**Extract provided**
********************

QA-ExtFeats

This repo contains the resources required to reproduce the results published in the SIGIR '17 short paper "On the Benefit of Incorporating External Features in a Neural Architecture for Answer Sentence Selection".

If you use the data or code from this repo, please cite the following paper:

@inproceedings{chen_benefit_2017,
 author = {Chen, Ruey-Cheng and Yulianti, Evi and Sanderson, Mark and Croft, W. Bruce},
 title = {On the Benefit of Incorporating External Features in a Neural Architecture for Answer Sentence Selection},
 booktitle = {Proceedings of {SIGIR} '17},
 year = {2017},
 pages = {1017--1020},
 publisher = {ACM}
}

Data

Feature vectors for two question answering benchmarks, TREC QA and WikiQA, are made available in the directory data. The vectors are stored in the SVMLight format, and released in a compressed form (.svm.gz).

********************

**Things to do**
**1.** Using the QA-ExtFeats readme, explain in one to three sentences why the feature vector files for TREC QA and WikiQA end in .svm.gz.
**2.** Pick up the QA-ExtFeats readme after its last sentence about the feature vector files and continue it.

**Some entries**
********************

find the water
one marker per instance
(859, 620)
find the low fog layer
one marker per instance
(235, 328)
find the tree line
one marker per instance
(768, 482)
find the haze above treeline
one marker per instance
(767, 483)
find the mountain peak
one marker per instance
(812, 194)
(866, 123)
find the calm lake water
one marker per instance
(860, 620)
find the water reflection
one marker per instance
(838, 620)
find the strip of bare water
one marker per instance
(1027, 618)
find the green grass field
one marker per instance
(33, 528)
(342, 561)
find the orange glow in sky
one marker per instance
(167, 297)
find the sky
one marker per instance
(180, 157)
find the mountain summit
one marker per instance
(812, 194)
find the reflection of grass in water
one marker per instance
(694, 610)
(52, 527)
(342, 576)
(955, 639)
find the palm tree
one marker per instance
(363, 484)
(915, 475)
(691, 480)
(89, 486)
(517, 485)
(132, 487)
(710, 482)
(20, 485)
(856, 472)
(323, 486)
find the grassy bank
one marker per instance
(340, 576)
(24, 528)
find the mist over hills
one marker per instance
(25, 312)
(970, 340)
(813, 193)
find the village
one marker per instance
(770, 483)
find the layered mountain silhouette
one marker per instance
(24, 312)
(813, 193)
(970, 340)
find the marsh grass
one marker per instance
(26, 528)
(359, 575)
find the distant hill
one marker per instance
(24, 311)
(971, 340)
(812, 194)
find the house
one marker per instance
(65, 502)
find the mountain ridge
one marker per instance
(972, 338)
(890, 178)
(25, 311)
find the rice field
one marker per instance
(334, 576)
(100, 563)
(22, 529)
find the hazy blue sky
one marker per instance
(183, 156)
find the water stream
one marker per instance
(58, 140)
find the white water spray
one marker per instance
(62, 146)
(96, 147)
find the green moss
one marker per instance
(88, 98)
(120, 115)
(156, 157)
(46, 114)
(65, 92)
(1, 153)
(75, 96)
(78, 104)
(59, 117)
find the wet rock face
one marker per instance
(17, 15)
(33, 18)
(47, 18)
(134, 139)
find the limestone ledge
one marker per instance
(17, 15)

********************

**Task responses**
**1.** The vectors are stored in the SVMLight format and released in compressed form, and the extension .svm.gz reflects both.

**2.**
A complete list of 21 external features (and the respective feature IDs) are given as follows:

Length
ExactMatch
Overlap
OverlapSyn
LM
BM25
ESA
TAGME
Word2Vec
CPW
SPW
WPS
CWPS
CWR
LWPS
LWR
DaleChall
MatchedNGram[k=2,n=2]
MatchedNGram[k=2,n=3]
MatchedNGram[k=3,n=2]
MatchedNGram[k=3,n=3]

The data is NOT filtered in any way. Some prior works remove questions with no positive answers, so additional care needs to be taken when making comparison with or incorporating this data into those approaches.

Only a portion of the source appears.